• Work to complete: Using the entries below, show all lines with the string "background".

Region pointing data
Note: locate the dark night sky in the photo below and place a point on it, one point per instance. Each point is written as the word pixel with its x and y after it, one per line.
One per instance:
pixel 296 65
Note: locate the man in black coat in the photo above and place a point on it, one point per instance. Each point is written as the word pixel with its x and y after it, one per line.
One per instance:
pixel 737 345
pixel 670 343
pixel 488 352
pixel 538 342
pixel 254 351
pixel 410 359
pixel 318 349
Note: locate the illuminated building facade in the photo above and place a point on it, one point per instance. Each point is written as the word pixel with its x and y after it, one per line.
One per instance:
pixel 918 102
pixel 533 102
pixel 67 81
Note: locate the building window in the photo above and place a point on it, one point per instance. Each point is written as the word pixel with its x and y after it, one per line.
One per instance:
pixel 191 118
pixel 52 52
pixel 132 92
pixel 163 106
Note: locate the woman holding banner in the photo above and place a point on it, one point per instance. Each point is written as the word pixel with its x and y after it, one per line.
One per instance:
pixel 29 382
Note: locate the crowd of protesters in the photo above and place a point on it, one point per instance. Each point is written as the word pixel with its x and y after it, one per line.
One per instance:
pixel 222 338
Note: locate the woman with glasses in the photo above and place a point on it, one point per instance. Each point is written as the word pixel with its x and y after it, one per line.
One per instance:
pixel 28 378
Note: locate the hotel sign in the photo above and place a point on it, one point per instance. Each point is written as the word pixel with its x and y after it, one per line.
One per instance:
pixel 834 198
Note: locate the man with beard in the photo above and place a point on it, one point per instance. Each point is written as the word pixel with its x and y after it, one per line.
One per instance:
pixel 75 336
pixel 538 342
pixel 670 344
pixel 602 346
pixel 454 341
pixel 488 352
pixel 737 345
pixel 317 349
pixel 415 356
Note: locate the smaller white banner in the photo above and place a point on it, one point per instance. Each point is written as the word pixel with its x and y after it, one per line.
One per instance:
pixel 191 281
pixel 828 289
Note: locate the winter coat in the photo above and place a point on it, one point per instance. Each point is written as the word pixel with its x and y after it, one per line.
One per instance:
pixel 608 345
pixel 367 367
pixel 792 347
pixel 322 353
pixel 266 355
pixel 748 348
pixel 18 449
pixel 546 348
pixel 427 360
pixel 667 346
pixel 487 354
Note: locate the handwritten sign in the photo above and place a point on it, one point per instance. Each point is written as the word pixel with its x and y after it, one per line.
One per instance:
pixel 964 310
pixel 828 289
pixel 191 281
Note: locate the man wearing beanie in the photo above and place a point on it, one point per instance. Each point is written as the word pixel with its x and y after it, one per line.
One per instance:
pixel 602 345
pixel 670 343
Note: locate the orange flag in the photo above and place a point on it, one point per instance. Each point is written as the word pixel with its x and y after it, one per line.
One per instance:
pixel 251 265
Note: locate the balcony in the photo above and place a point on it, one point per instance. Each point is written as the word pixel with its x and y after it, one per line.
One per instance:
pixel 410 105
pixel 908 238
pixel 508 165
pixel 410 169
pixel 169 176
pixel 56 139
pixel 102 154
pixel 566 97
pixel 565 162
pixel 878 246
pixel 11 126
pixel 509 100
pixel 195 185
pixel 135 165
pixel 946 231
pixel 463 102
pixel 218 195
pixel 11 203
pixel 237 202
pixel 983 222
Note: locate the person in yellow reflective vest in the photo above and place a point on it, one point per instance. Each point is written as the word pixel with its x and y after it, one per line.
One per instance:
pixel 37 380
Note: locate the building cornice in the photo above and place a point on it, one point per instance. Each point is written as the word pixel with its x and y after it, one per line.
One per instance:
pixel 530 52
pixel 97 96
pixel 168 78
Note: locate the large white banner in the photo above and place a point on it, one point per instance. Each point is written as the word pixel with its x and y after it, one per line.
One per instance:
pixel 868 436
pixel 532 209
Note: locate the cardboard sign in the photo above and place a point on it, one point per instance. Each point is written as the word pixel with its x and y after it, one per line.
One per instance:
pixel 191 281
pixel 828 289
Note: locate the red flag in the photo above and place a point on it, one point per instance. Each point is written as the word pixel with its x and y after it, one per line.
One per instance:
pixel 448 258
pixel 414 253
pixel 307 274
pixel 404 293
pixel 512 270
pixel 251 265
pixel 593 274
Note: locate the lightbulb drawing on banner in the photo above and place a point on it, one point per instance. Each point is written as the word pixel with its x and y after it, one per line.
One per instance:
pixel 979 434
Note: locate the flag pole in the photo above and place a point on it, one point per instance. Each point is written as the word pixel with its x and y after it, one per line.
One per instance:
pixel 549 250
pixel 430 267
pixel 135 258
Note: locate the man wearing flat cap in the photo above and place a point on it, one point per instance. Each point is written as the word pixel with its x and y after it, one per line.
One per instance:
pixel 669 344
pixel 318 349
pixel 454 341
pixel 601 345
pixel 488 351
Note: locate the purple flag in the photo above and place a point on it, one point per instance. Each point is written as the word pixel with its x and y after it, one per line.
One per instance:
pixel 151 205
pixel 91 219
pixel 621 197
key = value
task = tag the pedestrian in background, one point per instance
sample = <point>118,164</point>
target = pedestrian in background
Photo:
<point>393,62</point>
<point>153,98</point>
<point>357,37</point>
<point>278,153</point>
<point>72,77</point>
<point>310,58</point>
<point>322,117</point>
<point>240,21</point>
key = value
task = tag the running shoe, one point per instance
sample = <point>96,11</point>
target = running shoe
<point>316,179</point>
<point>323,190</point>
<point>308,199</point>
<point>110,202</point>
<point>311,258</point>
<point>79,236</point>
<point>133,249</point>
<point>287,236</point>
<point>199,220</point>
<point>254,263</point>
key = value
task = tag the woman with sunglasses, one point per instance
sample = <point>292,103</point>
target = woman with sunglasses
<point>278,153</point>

• Answer box:
task = tag the pedestrian in background, one point per instance
target = pedestrian in background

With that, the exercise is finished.